+++ Selected extract +++
SEVENTH. Special Meetings. Subject to the special rights of any series of Preferred Stock, and to the requirements of applicable law, special meetings of the stockholders of the Corporation for any purpose or purposes may be called only by or at the direction of the Board pursuant to a resolution of the Board adopted by a majority of the total number of directors then in office. The stockholders of the Corporation do not have the power to call a special meeting of the stockholders. Except as otherwise required by law, the business conducted at a special meeting of stockholders of the Corporation shall be limited exclusively to the business set forth in the Corporation’s notice of meeting, and the individual or group calling such meeting shall have exclusive authority to determine the business included in such notice. Any special meeting of the stockholders shall be held either within or without the State of Delaware, at such place, if any, and on such date and time, as shall be specified in the notice of such special meeting. The bylaws of the Corporation may establish procedures regulating the submission by stockholders of nominations and proposals for consideration at meetings of stockholders of the Corporation.
EIGHTH: Amendment of Certificate of Incorporation. The Corporation reserves the right to amend, alter or repeal any provision contained in this Restated Certificate of Incorporation in the manner now or hereafter prescribed by the DGCL, and all rights herein conferred upon stockholders, or directors, or officers are granted subject to this reservation, provided, however, that
US FOODS HOLDING CORP. | 2023 PROXY STATEMENT 99
APPENDIX B
any amendment, alteration or repeal of Article FIFTH, Section (g) or Section (h) shall not adversely affect any right or protection existing under this Restated Certificate of Incorporation immediately prior to such amendment, alteration or repeal, including any right or protection of a director or officer thereunder in respect of any act or omission occurring prior to the time of such amendment, alteration or repeal.
+++ Records to use +++
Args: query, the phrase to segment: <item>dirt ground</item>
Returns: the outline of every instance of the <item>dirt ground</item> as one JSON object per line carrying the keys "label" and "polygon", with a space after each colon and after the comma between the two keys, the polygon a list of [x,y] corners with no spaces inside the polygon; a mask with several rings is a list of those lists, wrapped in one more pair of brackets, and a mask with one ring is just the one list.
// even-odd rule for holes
+++
+++ Records to use +++
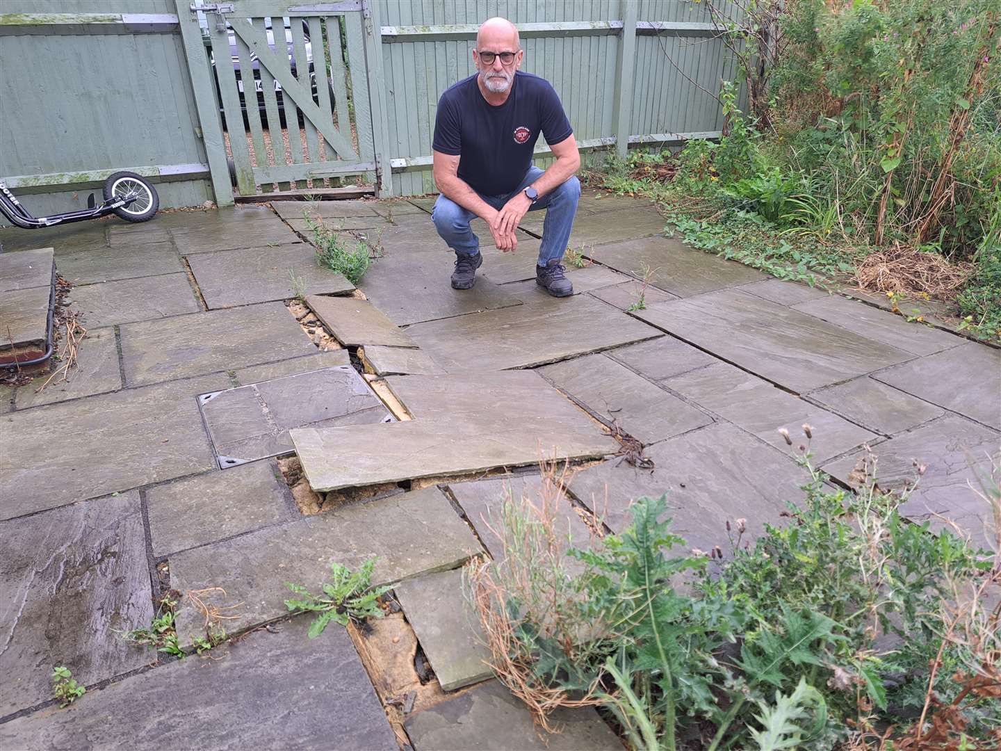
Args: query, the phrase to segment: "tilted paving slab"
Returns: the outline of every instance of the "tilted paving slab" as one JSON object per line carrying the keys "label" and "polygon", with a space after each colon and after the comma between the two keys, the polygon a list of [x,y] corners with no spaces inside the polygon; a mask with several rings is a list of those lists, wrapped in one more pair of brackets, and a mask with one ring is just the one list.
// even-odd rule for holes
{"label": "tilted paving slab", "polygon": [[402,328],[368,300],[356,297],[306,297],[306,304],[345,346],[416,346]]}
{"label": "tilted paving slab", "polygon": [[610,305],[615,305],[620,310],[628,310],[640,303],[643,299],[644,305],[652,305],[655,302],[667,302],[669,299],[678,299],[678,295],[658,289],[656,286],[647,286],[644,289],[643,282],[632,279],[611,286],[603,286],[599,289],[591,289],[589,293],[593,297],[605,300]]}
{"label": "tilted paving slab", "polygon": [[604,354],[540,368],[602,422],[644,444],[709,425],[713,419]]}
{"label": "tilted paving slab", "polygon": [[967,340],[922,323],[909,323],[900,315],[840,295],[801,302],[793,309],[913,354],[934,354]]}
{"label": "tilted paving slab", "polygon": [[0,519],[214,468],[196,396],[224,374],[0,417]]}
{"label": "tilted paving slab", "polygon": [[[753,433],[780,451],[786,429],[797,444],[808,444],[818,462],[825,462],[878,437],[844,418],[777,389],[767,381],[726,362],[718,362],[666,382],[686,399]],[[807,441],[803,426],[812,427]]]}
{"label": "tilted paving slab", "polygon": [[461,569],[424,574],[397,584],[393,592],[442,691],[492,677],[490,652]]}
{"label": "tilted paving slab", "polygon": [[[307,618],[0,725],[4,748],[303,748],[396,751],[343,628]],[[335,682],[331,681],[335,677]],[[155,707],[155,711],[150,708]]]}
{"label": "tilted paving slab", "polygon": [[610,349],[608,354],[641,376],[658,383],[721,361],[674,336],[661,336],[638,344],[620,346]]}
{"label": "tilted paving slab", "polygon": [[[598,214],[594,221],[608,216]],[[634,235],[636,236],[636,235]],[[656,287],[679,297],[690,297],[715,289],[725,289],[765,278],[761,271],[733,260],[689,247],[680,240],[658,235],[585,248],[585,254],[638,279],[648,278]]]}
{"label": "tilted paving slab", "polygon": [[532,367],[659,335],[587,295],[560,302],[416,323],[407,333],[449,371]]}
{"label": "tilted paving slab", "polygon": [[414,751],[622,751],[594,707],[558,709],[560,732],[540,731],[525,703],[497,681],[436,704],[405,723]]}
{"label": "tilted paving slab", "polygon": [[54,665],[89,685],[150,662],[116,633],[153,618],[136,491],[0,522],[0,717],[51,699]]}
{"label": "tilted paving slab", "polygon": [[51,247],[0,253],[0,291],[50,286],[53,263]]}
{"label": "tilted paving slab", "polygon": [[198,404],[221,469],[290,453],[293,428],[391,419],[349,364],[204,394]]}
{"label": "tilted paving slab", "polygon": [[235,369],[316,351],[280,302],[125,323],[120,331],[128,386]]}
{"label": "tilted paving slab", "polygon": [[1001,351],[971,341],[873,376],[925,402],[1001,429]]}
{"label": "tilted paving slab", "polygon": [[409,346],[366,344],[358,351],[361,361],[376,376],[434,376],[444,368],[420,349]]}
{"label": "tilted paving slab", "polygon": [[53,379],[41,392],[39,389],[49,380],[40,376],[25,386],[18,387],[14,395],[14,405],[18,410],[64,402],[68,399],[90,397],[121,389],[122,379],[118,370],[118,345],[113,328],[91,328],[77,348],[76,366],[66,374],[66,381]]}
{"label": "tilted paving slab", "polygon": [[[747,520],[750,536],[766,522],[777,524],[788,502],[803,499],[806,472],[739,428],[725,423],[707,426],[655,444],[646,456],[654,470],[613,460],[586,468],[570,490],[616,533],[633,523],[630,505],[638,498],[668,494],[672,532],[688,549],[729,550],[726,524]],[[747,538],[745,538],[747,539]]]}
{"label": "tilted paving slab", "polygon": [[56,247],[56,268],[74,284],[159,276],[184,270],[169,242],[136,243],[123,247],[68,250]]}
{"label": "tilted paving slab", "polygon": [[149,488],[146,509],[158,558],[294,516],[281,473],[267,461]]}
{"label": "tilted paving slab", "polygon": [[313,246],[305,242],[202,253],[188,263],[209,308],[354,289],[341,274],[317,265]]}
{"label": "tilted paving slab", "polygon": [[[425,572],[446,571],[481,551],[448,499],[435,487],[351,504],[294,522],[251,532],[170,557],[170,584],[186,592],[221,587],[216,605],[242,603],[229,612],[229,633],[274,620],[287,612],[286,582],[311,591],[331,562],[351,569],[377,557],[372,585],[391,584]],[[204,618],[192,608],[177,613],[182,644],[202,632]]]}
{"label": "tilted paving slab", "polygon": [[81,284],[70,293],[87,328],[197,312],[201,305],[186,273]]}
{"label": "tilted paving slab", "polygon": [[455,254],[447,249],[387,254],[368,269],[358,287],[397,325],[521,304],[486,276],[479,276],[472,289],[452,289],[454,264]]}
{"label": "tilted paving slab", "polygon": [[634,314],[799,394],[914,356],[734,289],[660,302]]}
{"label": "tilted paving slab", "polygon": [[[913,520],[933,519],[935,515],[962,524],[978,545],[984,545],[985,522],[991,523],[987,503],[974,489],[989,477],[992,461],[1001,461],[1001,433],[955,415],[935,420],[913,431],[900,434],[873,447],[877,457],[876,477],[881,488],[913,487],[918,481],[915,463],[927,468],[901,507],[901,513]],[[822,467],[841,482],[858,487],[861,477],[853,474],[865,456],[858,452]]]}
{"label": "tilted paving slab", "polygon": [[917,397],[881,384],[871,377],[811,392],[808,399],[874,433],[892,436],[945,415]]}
+++
(Written exercise A): Reproduce the passage of the proxy statement excerpt from "EIGHTH: Amendment of" to "alteration or repeal.".
(Written exercise B): Extract every line of the entries that contains the word "just", matching case exactly.

(Correct answer A):
EIGHTH: Amendment of Certificate of Incorporation. The Corporation reserves the right to amend, alter or repeal any provision contained in this Restated Certificate of Incorporation in the manner now or hereafter prescribed by the DGCL, and all rights herein conferred upon stockholders, or directors, or officers are granted subject to this reservation, provided, however, that
US FOODS HOLDING CORP. | 2023 PROXY STATEMENT 99
APPENDIX B
any amendment, alteration or repeal of Article FIFTH, Section (g) or Section (h) shall not adversely affect any right or protection existing under this Restated Certificate of Incorporation immediately prior to such amendment, alteration or repeal, including any right or protection of a director or officer thereunder in respect of any act or omission occurring prior to the time of such amendment, alteration or repeal.

(Correct answer B):
Returns: the outline of every instance of the <item>dirt ground</item> as one JSON object per line carrying the keys "label" and "polygon", with a space after each colon and after the comma between the two keys, the polygon a list of [x,y] corners with no spaces inside the polygon; a mask with several rings is a list of those lists, wrapped in one more pair of brackets, and a mask with one ring is just the one list.
Returns: the outline of every instance of the "tilted paving slab" as one JSON object per line carrying the keys "label" and "polygon", with a space after each colon and after the comma between the two keys, the polygon a list of [x,y] corners with no spaces inside the polygon; a mask with several rings is a list of those lists, wrapped in one more pair of brackets, and a mask with one ring is just the one list.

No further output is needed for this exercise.